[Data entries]
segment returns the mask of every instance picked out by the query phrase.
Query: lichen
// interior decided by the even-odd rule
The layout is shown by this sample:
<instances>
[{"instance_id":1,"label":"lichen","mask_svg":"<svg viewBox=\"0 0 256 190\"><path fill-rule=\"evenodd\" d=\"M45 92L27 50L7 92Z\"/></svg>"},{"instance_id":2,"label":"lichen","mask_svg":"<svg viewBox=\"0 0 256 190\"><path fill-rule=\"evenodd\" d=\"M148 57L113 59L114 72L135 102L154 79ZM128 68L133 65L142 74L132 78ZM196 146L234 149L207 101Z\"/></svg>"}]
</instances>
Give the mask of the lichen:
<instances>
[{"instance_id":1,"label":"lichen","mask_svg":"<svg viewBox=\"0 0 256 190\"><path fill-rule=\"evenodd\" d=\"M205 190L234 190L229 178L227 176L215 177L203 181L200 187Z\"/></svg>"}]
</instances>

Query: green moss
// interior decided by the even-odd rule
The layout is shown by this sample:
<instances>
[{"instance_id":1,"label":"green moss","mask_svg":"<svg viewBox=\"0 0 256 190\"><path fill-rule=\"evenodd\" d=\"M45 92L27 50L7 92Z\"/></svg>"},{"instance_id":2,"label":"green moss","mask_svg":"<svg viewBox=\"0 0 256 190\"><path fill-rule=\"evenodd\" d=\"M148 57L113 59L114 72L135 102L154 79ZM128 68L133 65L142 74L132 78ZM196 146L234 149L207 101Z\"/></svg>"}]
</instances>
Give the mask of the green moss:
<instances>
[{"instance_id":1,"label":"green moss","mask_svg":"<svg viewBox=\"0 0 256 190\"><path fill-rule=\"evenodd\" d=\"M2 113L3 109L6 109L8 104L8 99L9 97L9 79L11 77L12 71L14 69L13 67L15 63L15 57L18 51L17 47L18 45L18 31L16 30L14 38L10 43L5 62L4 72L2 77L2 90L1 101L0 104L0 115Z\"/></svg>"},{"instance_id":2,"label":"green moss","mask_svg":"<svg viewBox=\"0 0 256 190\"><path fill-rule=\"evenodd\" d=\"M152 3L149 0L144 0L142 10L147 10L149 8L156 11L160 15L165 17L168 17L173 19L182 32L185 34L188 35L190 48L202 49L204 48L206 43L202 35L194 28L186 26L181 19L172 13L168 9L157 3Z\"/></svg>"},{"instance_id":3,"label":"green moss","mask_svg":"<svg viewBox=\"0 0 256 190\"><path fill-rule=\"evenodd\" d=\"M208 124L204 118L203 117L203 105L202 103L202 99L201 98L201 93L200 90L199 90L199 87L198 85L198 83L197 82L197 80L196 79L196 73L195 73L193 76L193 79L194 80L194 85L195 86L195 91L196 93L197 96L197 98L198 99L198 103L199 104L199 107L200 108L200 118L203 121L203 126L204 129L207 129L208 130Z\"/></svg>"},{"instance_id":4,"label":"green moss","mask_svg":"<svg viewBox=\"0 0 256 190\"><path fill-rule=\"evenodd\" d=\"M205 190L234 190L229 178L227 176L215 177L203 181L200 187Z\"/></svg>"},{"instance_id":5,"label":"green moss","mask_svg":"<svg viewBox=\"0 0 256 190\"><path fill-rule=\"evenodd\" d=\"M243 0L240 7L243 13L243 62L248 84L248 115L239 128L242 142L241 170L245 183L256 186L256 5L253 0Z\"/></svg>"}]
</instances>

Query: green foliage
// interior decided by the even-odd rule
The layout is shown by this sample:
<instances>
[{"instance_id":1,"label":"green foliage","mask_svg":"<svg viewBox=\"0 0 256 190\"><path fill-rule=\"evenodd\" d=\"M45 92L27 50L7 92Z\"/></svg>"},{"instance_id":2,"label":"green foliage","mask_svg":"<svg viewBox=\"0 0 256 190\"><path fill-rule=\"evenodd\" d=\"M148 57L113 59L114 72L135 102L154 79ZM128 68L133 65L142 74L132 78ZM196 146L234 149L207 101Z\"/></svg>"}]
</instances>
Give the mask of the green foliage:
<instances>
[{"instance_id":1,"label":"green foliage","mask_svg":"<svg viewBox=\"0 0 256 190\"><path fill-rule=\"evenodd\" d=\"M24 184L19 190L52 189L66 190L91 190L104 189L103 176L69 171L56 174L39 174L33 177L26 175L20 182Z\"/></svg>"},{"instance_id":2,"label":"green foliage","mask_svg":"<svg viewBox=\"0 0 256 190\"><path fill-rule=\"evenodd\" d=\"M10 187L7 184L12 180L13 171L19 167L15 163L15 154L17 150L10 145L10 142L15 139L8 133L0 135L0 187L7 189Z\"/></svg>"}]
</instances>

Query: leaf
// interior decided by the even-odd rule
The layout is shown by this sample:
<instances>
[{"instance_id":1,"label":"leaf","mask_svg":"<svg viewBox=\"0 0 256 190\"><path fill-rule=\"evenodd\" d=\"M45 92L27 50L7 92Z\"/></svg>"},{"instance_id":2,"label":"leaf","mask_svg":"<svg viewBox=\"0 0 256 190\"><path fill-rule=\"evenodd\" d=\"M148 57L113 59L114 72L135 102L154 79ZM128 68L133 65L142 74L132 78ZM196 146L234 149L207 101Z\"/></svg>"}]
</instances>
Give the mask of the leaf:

AIM
Return every line of the data above without a single change.

RESULT
segment returns the mask of every instance picked out by the query phrase.
Query: lichen
// interior decided by the even-odd rule
The layout is shown by this sample:
<instances>
[{"instance_id":1,"label":"lichen","mask_svg":"<svg viewBox=\"0 0 256 190\"><path fill-rule=\"evenodd\" d=\"M45 92L27 50L7 92Z\"/></svg>"},{"instance_id":2,"label":"lichen","mask_svg":"<svg viewBox=\"0 0 256 190\"><path fill-rule=\"evenodd\" d=\"M148 57L113 59L114 72L135 102L154 79ZM128 68L133 65L142 74L132 78ZM196 146L234 149L207 101Z\"/></svg>"}]
</instances>
Give the mask of the lichen:
<instances>
[{"instance_id":1,"label":"lichen","mask_svg":"<svg viewBox=\"0 0 256 190\"><path fill-rule=\"evenodd\" d=\"M205 190L234 190L229 178L227 176L215 177L203 181L200 187Z\"/></svg>"}]
</instances>

Query: green moss
// interior decided by the even-odd rule
The layout is shown by this sample:
<instances>
[{"instance_id":1,"label":"green moss","mask_svg":"<svg viewBox=\"0 0 256 190\"><path fill-rule=\"evenodd\" d=\"M45 92L27 50L7 92Z\"/></svg>"},{"instance_id":2,"label":"green moss","mask_svg":"<svg viewBox=\"0 0 256 190\"><path fill-rule=\"evenodd\" d=\"M148 57L113 59L114 72L135 102L154 79ZM128 68L133 65L142 74L132 78ZM196 146L234 149L207 101Z\"/></svg>"}]
</instances>
Give the mask of the green moss:
<instances>
[{"instance_id":1,"label":"green moss","mask_svg":"<svg viewBox=\"0 0 256 190\"><path fill-rule=\"evenodd\" d=\"M2 113L3 109L6 109L8 104L8 99L9 97L9 79L11 77L12 71L14 69L13 67L15 63L15 57L18 51L17 47L18 45L18 31L16 30L14 38L10 43L5 62L4 72L2 77L2 90L1 101L0 104L0 115Z\"/></svg>"},{"instance_id":2,"label":"green moss","mask_svg":"<svg viewBox=\"0 0 256 190\"><path fill-rule=\"evenodd\" d=\"M152 3L149 0L144 0L142 10L147 10L149 8L156 11L160 15L165 17L168 17L173 19L182 32L185 34L188 35L190 48L202 49L204 48L206 43L202 35L194 28L186 26L181 19L172 13L168 9L157 3Z\"/></svg>"},{"instance_id":3,"label":"green moss","mask_svg":"<svg viewBox=\"0 0 256 190\"><path fill-rule=\"evenodd\" d=\"M208 124L204 118L203 117L203 105L202 103L202 99L201 98L201 93L200 90L199 90L199 87L198 85L198 83L197 82L197 80L196 79L196 73L195 73L193 76L193 79L194 80L194 85L195 86L195 91L196 93L197 96L197 98L198 99L198 103L199 104L199 107L200 108L200 118L203 121L203 126L204 129L207 129L208 130Z\"/></svg>"},{"instance_id":4,"label":"green moss","mask_svg":"<svg viewBox=\"0 0 256 190\"><path fill-rule=\"evenodd\" d=\"M205 190L234 190L229 178L227 176L215 177L203 181L200 187Z\"/></svg>"},{"instance_id":5,"label":"green moss","mask_svg":"<svg viewBox=\"0 0 256 190\"><path fill-rule=\"evenodd\" d=\"M243 0L240 7L243 13L243 62L248 84L248 115L239 128L242 142L241 170L245 183L256 186L256 5L253 0Z\"/></svg>"}]
</instances>

Query: green foliage
// interior decided by the even-odd rule
The layout is shown by this sample:
<instances>
[{"instance_id":1,"label":"green foliage","mask_svg":"<svg viewBox=\"0 0 256 190\"><path fill-rule=\"evenodd\" d=\"M45 92L27 50L7 92Z\"/></svg>"},{"instance_id":2,"label":"green foliage","mask_svg":"<svg viewBox=\"0 0 256 190\"><path fill-rule=\"evenodd\" d=\"M148 57L113 59L114 72L135 102L154 79ZM128 68L133 65L142 74L132 78ZM196 146L234 149L207 101Z\"/></svg>"}]
</instances>
Give the mask of the green foliage:
<instances>
[{"instance_id":1,"label":"green foliage","mask_svg":"<svg viewBox=\"0 0 256 190\"><path fill-rule=\"evenodd\" d=\"M24 184L19 190L52 189L66 190L91 190L104 189L103 176L69 171L56 174L39 174L33 177L26 175L20 182Z\"/></svg>"},{"instance_id":2,"label":"green foliage","mask_svg":"<svg viewBox=\"0 0 256 190\"><path fill-rule=\"evenodd\" d=\"M10 187L7 184L12 180L13 171L19 167L15 163L15 154L17 150L10 145L10 142L15 139L8 133L0 135L0 187L7 189Z\"/></svg>"}]
</instances>

Query: leaf
// interior decided by the even-odd rule
The layout is shown by this sample:
<instances>
[{"instance_id":1,"label":"leaf","mask_svg":"<svg viewBox=\"0 0 256 190\"><path fill-rule=\"evenodd\" d=\"M45 92L27 50L7 92Z\"/></svg>"},{"instance_id":2,"label":"leaf","mask_svg":"<svg viewBox=\"0 0 256 190\"><path fill-rule=\"evenodd\" d=\"M148 57L113 59L114 72L135 102L154 79ZM128 68L133 65L142 74L132 78ZM196 146L234 149L207 101Z\"/></svg>"}]
</instances>
Give the mask of the leaf:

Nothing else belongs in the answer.